====== Information provided ======
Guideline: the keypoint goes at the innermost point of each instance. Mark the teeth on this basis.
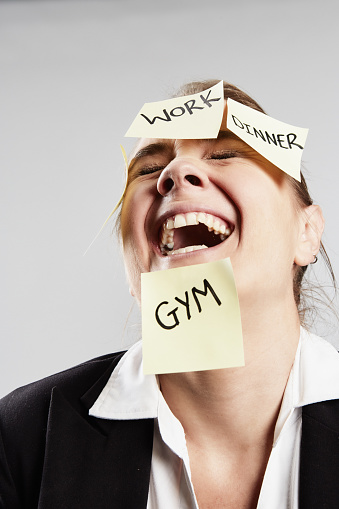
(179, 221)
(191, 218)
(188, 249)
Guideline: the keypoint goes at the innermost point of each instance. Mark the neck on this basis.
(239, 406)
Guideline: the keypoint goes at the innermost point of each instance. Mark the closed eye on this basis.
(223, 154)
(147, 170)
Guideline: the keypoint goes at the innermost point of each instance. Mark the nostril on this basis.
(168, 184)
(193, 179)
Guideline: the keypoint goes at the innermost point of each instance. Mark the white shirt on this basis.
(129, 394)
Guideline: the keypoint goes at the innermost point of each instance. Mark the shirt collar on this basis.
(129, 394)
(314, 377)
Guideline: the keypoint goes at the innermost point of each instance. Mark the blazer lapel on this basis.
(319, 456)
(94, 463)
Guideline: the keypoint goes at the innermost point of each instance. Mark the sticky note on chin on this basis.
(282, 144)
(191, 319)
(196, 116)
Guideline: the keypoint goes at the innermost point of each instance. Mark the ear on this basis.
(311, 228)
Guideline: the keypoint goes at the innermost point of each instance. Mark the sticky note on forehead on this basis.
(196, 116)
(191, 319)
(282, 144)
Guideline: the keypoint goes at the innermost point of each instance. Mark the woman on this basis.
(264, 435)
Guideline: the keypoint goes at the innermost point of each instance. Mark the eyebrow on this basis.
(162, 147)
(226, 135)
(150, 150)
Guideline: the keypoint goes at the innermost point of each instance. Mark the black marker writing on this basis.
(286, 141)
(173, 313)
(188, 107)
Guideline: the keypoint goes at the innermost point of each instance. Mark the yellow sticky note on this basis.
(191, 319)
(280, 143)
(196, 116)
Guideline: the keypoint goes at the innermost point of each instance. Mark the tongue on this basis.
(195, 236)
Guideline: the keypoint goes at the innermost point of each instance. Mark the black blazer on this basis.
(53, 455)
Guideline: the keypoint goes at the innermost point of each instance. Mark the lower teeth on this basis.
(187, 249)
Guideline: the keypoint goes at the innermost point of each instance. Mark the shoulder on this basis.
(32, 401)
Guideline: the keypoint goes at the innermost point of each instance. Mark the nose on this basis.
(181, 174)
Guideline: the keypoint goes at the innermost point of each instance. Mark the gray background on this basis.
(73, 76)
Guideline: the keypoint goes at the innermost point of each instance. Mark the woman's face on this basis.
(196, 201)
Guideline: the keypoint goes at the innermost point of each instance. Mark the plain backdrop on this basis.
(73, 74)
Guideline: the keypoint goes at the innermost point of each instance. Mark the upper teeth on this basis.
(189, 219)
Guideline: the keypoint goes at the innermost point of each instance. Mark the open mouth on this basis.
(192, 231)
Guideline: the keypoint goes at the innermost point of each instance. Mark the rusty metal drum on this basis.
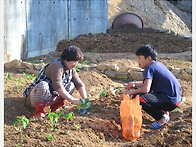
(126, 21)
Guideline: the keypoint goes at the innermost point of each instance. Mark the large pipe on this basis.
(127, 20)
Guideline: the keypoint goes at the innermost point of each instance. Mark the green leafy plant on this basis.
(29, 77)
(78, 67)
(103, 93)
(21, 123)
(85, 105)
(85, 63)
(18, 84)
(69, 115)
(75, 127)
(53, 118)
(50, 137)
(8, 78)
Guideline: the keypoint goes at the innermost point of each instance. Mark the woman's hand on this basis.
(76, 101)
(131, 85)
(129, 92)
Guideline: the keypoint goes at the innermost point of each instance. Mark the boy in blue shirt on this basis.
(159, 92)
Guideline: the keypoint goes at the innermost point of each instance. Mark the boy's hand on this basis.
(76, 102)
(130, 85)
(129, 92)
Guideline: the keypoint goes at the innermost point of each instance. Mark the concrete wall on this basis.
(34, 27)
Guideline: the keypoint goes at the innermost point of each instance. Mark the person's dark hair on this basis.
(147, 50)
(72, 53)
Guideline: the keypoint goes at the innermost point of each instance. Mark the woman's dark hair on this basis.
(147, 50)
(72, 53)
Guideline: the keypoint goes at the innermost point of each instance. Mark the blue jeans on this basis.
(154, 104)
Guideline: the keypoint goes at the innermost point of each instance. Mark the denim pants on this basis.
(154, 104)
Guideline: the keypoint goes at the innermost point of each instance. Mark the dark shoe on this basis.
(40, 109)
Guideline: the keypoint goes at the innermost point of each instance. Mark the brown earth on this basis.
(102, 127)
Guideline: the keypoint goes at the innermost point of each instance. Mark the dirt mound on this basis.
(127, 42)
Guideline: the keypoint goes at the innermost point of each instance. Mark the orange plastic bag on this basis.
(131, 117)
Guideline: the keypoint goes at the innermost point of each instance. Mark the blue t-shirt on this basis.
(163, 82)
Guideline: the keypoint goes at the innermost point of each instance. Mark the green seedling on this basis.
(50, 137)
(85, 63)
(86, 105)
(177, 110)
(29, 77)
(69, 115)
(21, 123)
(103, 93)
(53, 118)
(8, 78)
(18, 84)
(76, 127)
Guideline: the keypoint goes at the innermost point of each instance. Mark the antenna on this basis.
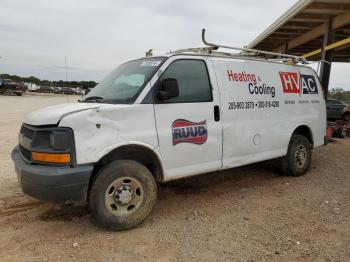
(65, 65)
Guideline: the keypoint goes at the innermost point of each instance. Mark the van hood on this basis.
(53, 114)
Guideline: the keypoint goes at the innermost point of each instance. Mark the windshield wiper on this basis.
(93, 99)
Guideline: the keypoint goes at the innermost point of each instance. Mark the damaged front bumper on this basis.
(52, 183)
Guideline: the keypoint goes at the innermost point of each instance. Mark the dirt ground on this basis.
======
====== Information provided ======
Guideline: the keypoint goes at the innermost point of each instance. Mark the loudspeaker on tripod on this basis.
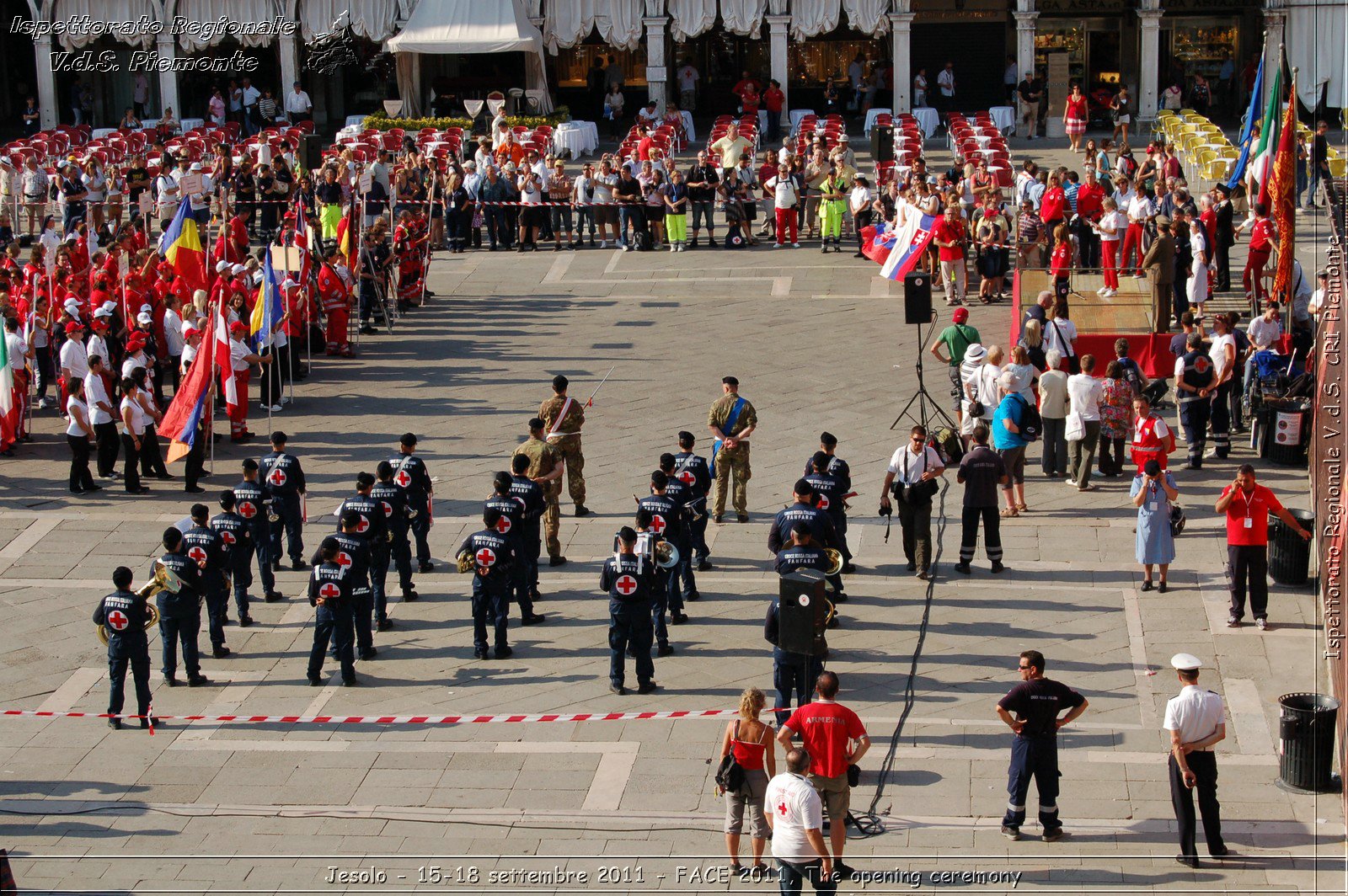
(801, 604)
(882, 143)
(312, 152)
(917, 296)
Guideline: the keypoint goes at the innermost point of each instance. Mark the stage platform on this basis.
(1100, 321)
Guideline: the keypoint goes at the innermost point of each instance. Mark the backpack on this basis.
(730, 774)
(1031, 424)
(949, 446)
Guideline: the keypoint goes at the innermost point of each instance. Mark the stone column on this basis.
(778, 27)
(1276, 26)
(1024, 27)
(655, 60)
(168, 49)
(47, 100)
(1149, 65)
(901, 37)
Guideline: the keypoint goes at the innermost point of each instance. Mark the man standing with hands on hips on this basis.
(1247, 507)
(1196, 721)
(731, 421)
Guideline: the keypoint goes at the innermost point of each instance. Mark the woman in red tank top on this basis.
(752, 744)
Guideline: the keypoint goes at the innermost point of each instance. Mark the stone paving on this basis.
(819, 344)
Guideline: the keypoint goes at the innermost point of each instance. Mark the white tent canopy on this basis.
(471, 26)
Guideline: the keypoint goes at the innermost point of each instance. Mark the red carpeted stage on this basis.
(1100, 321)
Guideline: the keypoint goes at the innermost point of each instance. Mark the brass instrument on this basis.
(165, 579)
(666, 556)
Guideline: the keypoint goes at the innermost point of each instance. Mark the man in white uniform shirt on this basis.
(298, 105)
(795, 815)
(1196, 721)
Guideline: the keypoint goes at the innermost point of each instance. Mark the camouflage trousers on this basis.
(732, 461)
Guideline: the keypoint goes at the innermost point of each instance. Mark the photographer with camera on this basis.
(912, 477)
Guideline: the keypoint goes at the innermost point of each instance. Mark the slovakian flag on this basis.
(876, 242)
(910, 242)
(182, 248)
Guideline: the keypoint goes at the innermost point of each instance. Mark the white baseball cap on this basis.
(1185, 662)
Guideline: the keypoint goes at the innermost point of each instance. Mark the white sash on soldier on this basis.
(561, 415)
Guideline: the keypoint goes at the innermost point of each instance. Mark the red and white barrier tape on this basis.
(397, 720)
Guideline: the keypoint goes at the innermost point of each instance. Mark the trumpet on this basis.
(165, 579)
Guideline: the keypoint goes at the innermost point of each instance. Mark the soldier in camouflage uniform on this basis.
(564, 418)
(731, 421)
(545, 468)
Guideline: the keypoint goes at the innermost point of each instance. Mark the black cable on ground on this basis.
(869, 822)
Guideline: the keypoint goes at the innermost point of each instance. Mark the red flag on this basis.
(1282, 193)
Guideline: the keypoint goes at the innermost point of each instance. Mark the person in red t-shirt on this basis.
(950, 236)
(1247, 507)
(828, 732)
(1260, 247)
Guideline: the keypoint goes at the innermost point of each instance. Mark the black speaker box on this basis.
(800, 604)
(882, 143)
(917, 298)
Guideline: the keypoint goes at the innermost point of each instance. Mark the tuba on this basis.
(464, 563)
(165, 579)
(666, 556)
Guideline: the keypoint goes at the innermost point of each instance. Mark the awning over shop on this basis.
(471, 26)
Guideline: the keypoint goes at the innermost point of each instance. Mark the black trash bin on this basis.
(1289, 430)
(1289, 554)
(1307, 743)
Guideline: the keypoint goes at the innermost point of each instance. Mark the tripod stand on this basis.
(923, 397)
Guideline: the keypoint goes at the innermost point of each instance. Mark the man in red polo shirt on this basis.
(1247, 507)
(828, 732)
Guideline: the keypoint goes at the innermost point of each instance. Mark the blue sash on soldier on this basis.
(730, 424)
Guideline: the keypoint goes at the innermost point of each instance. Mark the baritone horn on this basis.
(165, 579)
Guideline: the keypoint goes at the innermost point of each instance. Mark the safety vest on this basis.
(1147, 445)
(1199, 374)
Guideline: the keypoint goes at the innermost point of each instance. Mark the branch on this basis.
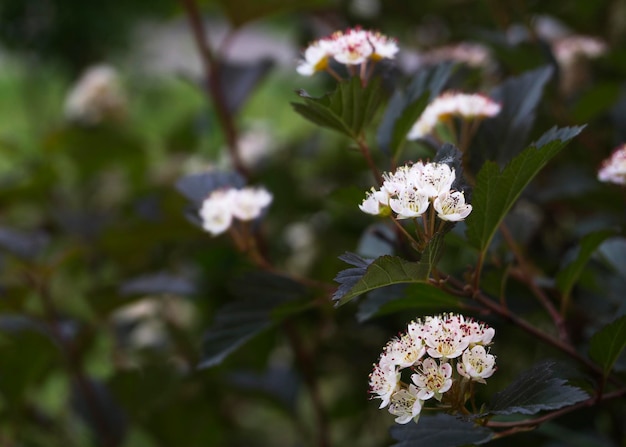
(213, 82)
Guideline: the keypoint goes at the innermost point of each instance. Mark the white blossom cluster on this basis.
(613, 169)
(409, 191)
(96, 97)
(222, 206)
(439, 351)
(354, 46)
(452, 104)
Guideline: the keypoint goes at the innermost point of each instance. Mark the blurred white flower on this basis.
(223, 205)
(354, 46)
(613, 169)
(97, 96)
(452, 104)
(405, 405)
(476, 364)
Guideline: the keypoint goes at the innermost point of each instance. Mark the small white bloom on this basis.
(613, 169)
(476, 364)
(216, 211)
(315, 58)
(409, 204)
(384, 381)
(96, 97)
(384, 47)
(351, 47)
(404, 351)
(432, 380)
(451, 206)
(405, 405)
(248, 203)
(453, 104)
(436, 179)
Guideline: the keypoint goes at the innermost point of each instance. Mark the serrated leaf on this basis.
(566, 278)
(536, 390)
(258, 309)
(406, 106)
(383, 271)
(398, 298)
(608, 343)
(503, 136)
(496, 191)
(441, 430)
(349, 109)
======
**What you will do:**
Can you find each line in the records above that contains the word "person" and copy every such line in full?

**Solution:**
Guideline: the keypoint goes at the innermost point of each instance. Mark the person's dark hair on this basis.
Guideline: the keypoint goes at the innermost point of each instance. Mark the person in red t-shirt on this basis.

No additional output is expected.